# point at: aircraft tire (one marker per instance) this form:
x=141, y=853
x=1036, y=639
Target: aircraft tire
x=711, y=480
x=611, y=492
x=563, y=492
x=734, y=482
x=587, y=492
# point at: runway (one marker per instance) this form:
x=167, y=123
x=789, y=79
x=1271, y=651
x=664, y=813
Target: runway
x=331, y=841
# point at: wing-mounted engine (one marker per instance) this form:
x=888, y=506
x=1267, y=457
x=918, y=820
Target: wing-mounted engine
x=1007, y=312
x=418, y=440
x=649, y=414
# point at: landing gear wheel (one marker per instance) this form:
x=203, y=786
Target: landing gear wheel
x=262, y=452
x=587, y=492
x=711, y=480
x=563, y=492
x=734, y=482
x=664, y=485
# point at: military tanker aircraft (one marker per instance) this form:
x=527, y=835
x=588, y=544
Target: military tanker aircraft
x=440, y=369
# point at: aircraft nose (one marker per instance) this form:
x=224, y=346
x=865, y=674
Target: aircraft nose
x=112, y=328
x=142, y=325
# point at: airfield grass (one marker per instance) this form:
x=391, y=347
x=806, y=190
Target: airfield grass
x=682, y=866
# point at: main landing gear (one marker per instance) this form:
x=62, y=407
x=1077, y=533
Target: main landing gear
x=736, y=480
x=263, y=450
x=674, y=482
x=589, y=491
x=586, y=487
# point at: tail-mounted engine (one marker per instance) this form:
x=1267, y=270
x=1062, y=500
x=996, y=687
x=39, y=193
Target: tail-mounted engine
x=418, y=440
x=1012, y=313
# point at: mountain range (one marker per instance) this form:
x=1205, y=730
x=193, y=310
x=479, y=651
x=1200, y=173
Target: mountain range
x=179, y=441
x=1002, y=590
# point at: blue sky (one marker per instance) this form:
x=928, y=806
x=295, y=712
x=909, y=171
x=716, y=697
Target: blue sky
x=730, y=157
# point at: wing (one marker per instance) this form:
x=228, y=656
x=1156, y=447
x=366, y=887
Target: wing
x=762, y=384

________________________________________

TASK OBJECTIVE -> The complete listing is to be repeated exactly.

OUTPUT FOR THIS TASK ->
# point at: aircraft tire (one marker per instance) this form:
x=141, y=853
x=1036, y=639
Target: aircraft tire
x=711, y=480
x=611, y=492
x=563, y=492
x=734, y=482
x=587, y=492
# point at: runway (one marker per instance) this form:
x=167, y=123
x=789, y=79
x=1271, y=651
x=664, y=813
Target: runway
x=331, y=841
# point at: wing-mounted engine (one marker per instance) this form:
x=888, y=506
x=1267, y=457
x=918, y=820
Target: wing-mounted engine
x=1007, y=312
x=418, y=440
x=649, y=414
# point at: landing gear wheel (one marker per instance) this form:
x=203, y=786
Target: landing gear wheel
x=262, y=452
x=587, y=492
x=711, y=480
x=563, y=492
x=734, y=482
x=664, y=485
# point at: military tanker aircraft (one marker per instance) this form:
x=527, y=835
x=588, y=544
Target: military tanker aircraft
x=440, y=369
# point at: aircraft nose (one marker per instance) this form:
x=224, y=346
x=865, y=674
Target: aircraft nose
x=112, y=328
x=142, y=325
# point at: airfield grass (one marker per instance) this form:
x=391, y=347
x=806, y=190
Target: airfield grass
x=682, y=866
# point at: main landing gear (one marker per instance) this form:
x=62, y=407
x=1077, y=533
Target: main landing gear
x=736, y=480
x=263, y=450
x=674, y=482
x=589, y=491
x=586, y=487
# point at: tail-mounted engine (one marker per instance) this form:
x=1267, y=270
x=1062, y=500
x=996, y=687
x=39, y=193
Target: tail-mounted engine
x=418, y=440
x=1012, y=313
# point at: mountain range (one marker per instance) this form:
x=1205, y=730
x=193, y=310
x=479, y=651
x=1200, y=173
Target: mountain range
x=179, y=441
x=1002, y=590
# point at: blue sky (one marker per instance) this form:
x=928, y=806
x=295, y=712
x=909, y=171
x=716, y=697
Target: blue sky
x=730, y=157
# point at: wing (one marker per instance) this form:
x=228, y=656
x=1156, y=447
x=366, y=887
Target: wing
x=762, y=384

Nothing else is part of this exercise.